**Data lines**
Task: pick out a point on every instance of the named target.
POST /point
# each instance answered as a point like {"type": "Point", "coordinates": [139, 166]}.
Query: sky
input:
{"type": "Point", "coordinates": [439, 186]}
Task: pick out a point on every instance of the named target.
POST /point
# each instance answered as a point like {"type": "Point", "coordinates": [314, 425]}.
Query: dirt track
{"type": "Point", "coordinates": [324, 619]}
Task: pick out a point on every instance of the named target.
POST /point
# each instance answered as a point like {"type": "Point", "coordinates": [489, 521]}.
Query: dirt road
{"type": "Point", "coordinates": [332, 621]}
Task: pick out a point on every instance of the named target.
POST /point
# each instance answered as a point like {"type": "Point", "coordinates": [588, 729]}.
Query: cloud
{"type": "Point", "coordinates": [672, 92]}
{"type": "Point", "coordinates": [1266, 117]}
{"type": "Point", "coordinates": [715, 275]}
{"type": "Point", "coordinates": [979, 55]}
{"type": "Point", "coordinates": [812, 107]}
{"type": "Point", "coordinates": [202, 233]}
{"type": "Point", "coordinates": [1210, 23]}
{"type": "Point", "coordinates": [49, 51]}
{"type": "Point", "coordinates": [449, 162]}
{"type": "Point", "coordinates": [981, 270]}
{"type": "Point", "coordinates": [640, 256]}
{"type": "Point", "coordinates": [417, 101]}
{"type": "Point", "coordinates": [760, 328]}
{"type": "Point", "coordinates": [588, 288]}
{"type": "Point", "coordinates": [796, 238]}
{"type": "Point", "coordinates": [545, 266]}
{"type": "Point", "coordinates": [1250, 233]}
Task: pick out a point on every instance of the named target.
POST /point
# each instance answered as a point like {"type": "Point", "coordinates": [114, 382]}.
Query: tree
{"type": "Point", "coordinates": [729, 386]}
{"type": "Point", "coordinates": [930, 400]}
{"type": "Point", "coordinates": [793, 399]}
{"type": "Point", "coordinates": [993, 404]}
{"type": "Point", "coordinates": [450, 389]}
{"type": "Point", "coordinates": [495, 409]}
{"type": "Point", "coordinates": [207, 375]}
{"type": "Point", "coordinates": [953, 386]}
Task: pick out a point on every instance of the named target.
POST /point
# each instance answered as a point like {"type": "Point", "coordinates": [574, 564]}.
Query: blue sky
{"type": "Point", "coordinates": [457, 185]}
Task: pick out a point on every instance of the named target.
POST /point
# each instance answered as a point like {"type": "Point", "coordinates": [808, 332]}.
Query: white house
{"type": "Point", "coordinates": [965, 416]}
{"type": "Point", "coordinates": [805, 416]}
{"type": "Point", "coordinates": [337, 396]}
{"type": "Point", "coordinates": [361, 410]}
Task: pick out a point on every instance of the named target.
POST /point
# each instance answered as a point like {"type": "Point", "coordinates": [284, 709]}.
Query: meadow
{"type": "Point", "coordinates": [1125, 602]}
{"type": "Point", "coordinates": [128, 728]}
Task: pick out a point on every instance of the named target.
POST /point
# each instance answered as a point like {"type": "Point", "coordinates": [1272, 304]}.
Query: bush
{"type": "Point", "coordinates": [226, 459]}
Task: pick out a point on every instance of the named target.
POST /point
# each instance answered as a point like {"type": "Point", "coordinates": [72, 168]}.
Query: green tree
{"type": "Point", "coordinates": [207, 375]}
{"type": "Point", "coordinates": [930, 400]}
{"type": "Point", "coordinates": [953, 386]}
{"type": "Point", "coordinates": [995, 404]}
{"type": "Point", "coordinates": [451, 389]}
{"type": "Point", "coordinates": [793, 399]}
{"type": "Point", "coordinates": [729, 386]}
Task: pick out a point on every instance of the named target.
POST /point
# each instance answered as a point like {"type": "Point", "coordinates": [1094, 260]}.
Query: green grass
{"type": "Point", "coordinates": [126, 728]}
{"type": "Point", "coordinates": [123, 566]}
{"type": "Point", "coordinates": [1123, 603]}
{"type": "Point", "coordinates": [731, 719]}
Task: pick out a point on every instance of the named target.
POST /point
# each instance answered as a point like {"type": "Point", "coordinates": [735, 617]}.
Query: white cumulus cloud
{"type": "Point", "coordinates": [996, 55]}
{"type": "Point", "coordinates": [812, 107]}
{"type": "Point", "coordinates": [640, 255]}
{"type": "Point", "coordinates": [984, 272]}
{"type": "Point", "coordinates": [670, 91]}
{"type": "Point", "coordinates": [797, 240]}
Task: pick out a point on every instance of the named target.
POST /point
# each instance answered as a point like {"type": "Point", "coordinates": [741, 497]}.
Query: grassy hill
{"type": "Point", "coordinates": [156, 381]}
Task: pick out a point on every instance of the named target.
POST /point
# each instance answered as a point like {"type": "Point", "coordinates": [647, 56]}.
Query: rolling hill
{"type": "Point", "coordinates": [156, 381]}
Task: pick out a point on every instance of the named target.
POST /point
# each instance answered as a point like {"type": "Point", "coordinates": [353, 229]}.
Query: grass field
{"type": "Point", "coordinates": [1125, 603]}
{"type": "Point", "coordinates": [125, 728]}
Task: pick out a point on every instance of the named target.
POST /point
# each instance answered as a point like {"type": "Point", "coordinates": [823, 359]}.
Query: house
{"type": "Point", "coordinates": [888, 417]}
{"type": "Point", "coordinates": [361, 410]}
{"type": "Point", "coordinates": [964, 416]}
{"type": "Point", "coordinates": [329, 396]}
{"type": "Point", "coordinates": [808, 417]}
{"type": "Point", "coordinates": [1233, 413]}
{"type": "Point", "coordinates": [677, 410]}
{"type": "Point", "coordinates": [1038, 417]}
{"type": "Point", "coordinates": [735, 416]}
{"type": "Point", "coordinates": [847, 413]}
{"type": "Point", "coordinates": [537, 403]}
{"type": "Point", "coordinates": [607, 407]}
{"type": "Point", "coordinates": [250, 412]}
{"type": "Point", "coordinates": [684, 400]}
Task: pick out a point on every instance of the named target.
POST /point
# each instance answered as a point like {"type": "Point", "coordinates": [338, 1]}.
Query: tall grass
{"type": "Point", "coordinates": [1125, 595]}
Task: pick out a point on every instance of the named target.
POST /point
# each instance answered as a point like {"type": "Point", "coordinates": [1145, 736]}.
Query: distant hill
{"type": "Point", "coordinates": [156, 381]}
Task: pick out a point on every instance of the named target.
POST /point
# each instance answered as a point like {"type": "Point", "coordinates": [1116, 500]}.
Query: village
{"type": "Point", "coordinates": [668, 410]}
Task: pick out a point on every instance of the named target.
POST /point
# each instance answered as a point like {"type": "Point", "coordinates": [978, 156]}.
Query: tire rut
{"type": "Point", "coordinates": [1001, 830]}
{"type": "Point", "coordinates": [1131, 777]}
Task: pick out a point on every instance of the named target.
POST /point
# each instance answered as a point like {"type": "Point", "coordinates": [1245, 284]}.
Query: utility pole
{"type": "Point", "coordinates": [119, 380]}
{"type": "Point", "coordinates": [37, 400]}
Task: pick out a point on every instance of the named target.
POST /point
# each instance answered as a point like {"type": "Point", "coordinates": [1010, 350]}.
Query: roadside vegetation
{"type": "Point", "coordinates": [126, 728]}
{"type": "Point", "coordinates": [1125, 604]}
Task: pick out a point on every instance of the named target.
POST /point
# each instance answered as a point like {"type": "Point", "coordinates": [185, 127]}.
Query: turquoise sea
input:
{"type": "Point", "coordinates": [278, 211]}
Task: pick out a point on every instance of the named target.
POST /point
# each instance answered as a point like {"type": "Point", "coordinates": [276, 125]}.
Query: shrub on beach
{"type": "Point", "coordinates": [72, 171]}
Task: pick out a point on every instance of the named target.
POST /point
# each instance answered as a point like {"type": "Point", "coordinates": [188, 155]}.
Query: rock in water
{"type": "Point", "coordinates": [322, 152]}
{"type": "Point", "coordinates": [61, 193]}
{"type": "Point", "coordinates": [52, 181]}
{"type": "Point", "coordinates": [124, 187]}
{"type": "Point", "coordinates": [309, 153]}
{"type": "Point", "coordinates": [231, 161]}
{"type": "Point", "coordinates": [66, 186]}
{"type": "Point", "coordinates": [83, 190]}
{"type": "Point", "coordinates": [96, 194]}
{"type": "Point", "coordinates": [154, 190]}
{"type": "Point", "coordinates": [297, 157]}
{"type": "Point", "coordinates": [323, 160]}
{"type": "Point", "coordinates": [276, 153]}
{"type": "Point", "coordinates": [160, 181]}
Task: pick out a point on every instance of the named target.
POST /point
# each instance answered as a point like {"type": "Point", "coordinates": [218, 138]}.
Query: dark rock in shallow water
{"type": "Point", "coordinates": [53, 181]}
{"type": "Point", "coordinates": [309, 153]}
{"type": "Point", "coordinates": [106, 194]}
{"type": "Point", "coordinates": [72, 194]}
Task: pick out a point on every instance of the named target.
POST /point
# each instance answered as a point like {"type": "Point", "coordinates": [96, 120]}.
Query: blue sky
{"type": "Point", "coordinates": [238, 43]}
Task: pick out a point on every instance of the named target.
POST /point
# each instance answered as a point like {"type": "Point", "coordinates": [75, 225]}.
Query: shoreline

**Given instruction**
How many lines in the items above contain the word "rock"? Reply with the number only.

**The answer**
2